* _INSTRUCTIONS FOR THE TASK_: For this exercise, restate word for word only the lines from the first line of the data to the line containing "x=803 y=311".

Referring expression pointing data
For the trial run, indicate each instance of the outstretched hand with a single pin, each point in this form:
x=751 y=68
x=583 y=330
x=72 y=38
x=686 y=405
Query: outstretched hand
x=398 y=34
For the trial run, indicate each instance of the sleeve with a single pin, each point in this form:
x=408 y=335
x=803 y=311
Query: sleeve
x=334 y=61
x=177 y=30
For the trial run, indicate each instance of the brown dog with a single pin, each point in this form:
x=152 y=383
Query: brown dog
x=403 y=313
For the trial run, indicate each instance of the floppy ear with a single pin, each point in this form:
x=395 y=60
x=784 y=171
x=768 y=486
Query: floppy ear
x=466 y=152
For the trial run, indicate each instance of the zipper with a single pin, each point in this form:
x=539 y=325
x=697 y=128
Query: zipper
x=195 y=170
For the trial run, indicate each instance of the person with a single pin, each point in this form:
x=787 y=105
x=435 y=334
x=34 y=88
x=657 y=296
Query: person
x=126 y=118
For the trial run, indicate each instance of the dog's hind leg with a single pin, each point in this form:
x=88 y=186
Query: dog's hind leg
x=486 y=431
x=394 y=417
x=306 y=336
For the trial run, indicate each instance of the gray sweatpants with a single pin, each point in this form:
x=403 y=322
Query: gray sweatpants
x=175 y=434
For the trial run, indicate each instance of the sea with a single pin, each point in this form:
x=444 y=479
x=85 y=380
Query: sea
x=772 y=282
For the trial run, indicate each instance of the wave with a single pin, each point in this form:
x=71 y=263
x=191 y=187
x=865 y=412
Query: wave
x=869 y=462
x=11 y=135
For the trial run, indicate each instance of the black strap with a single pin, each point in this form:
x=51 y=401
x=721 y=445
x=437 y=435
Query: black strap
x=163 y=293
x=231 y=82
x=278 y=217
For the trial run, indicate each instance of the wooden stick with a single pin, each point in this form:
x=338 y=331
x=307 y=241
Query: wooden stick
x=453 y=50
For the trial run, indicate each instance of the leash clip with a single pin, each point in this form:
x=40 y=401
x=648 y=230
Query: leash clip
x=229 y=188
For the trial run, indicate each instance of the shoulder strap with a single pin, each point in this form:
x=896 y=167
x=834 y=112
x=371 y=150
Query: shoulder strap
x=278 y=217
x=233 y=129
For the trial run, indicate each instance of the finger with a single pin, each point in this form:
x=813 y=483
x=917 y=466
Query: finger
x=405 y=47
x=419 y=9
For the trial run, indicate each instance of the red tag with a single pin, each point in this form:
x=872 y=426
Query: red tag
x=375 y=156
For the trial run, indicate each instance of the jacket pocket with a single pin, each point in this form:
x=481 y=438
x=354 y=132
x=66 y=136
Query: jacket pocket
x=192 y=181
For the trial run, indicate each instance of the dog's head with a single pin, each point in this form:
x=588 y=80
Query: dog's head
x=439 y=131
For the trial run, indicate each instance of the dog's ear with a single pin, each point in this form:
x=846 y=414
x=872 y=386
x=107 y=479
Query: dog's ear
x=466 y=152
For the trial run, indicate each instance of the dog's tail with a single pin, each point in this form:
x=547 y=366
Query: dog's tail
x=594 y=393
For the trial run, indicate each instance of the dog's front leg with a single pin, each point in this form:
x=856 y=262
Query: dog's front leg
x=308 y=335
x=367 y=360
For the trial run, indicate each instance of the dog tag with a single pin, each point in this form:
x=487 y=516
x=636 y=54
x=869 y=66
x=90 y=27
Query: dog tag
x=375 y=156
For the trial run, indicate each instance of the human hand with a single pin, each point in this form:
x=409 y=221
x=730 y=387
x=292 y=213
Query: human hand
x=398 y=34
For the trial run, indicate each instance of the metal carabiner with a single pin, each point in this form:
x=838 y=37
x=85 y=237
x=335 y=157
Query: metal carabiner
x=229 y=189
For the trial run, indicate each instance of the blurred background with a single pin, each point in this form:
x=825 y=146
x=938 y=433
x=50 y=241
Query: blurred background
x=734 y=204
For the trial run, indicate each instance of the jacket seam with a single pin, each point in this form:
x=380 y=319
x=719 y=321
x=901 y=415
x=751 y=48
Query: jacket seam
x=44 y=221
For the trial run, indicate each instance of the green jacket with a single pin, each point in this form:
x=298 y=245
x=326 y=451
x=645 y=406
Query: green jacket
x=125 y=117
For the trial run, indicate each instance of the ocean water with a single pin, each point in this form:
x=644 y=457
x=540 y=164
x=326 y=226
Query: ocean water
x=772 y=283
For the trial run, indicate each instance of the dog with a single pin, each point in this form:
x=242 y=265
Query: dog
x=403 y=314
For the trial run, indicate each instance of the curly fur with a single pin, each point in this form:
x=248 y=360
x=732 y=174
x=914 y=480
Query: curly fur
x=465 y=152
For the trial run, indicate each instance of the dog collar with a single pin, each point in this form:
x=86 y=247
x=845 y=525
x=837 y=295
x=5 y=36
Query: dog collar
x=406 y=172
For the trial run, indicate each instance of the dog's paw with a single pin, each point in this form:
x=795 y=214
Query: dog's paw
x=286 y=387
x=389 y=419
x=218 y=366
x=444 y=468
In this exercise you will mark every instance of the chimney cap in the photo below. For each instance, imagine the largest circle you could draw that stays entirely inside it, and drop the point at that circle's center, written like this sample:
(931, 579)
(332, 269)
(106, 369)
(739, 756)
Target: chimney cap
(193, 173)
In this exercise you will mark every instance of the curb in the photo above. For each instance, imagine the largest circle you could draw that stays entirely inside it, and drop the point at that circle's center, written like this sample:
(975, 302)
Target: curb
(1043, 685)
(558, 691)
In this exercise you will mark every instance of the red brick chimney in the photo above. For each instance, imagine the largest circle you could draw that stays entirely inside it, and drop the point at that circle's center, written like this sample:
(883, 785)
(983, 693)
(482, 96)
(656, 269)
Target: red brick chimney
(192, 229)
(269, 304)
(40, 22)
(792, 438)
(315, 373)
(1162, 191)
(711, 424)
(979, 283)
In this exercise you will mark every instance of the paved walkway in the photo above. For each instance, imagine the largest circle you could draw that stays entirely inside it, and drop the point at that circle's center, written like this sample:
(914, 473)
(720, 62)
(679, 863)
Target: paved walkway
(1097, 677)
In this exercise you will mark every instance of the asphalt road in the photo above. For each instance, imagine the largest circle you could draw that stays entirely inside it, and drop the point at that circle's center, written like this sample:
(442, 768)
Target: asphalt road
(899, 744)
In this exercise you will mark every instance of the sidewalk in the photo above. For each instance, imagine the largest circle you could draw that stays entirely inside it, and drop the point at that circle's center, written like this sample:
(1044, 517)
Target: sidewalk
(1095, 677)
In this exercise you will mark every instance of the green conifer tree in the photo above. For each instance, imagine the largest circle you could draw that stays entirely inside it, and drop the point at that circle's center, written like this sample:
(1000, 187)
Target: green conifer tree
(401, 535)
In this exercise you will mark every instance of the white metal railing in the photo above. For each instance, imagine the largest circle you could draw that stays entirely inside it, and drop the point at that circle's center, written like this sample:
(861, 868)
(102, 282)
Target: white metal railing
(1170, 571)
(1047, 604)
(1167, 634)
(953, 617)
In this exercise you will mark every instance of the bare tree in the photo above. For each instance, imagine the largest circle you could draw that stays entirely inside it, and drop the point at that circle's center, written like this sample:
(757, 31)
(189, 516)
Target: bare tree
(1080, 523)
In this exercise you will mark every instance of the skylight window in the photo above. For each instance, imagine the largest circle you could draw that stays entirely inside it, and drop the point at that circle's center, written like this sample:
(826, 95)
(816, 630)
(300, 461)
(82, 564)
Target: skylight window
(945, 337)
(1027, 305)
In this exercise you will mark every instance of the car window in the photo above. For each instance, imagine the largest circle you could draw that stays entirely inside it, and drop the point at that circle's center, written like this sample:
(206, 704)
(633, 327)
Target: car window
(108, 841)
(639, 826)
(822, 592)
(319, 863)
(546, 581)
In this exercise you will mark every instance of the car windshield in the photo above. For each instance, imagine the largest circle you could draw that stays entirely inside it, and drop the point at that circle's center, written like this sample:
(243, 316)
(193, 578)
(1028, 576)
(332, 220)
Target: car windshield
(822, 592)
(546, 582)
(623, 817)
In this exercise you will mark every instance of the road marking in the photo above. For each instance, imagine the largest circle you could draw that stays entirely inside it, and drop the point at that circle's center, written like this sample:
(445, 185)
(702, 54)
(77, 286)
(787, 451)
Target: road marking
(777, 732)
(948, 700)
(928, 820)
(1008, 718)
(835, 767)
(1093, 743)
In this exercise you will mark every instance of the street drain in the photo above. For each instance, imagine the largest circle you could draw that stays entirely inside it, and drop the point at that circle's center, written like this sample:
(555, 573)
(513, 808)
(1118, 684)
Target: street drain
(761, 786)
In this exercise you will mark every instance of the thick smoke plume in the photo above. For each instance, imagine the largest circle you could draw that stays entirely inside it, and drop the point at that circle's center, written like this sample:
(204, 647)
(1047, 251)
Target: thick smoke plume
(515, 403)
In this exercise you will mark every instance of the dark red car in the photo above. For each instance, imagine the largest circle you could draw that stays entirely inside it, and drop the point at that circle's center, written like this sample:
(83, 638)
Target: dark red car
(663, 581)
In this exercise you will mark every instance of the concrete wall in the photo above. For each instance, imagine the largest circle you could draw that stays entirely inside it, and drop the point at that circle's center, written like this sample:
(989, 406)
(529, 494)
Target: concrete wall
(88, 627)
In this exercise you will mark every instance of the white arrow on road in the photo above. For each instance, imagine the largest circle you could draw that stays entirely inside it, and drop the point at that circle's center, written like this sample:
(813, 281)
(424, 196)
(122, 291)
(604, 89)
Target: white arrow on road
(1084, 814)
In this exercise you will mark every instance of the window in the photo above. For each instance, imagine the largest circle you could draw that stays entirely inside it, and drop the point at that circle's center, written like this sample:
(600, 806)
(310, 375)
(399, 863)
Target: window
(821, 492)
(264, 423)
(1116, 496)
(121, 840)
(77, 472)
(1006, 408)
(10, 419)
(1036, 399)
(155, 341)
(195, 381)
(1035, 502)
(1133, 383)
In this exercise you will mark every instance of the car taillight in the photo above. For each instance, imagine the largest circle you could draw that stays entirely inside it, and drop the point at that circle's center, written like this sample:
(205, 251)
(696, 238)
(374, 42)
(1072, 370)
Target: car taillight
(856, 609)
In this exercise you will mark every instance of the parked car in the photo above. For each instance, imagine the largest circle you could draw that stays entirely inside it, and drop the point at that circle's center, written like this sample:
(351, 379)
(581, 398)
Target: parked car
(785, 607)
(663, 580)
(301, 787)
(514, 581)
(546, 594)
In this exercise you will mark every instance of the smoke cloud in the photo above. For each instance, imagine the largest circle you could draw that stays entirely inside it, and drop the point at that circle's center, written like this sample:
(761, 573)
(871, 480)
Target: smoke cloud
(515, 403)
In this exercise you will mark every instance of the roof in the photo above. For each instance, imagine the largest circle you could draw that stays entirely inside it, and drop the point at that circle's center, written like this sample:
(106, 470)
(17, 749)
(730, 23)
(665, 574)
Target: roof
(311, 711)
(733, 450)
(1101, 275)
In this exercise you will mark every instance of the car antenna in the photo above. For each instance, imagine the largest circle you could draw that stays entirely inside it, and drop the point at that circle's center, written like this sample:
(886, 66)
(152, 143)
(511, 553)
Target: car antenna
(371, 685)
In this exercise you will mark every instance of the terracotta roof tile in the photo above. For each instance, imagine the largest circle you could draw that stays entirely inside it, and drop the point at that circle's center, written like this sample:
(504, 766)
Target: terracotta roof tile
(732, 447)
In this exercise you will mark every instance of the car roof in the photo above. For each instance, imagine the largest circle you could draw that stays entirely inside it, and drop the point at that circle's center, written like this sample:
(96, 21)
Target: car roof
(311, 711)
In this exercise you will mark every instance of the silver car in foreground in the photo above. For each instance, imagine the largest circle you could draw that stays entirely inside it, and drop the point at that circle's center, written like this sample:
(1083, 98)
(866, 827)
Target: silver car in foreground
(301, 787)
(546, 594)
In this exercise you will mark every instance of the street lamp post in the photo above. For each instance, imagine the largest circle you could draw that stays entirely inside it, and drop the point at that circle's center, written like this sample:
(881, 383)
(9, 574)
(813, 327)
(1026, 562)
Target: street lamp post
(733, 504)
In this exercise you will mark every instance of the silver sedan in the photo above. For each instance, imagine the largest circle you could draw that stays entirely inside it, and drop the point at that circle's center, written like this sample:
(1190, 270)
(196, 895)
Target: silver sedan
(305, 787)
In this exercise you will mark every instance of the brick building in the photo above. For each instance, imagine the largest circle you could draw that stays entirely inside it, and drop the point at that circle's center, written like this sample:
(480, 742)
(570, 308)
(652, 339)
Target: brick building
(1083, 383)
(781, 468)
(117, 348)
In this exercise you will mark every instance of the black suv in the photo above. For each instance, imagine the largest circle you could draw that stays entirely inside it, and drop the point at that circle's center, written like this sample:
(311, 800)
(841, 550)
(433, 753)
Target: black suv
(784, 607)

* _ANSWER SPACE_:
For the trial run, indicate each instance of the outstretched hand with a single pin, each point in this form:
x=751 y=68
x=583 y=330
x=72 y=38
x=686 y=405
Query: outstretched hand
x=398 y=34
For the trial run, indicate each instance of the sleeve with a single pin, each point in this form:
x=408 y=335
x=803 y=311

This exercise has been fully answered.